Look for the string "between" in the listing. Copy each line that has it.

▶ Input material
########################################

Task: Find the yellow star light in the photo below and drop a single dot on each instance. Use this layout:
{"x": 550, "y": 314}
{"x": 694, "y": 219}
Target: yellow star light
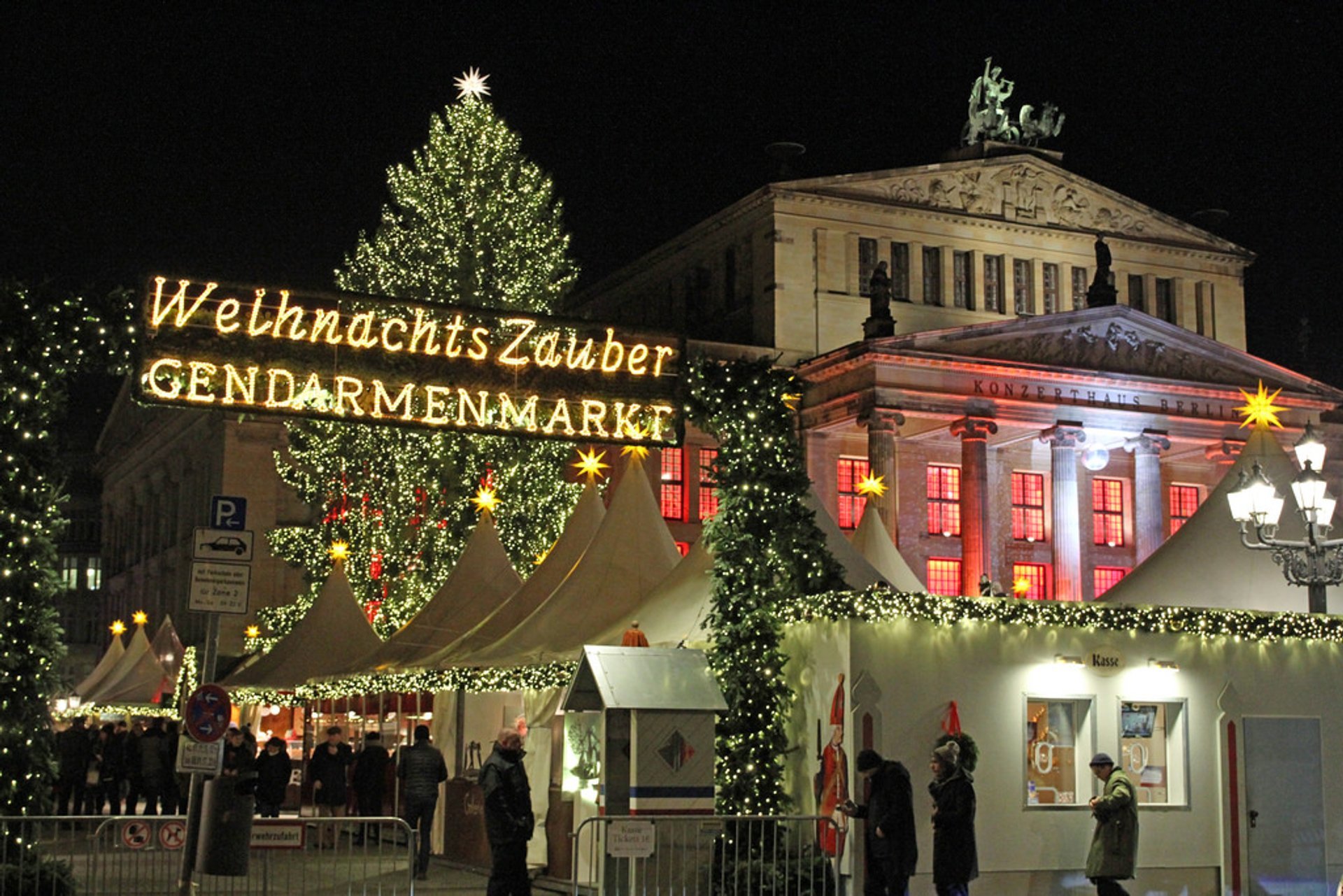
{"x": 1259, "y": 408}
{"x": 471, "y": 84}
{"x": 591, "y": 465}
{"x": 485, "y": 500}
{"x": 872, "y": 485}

########################################

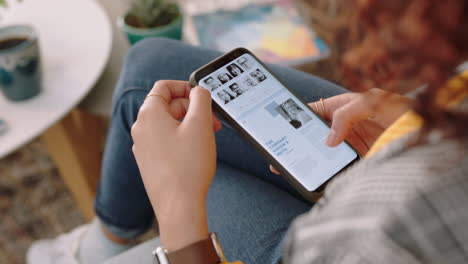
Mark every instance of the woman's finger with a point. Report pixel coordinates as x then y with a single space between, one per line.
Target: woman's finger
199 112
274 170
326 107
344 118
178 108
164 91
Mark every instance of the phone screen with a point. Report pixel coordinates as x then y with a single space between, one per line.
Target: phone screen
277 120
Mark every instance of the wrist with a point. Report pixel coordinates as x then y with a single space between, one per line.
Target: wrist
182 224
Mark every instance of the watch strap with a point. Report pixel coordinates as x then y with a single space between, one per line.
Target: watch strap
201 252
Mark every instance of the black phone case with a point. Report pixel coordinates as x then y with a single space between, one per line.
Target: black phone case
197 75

########################################

▶ Response to this exercise
Mark every instance of the woman's finger with a point. Report pixel coordinates as x then y with a single space between, one per line.
Mark every instance of the phone screen with a point. Report pixel coordinates as x then y with a single space between, one per line.
Mark every instance of the wrist with a point. Report pixel coordinates as x then y with a single space between, one per line.
Mark every instance of the watch strap with a point. Report pixel coordinates as x then y with a single space between, one per line.
Mark every instance of the black phone case with a point. Report pixel coordinates as x then y with a single space between, one per line.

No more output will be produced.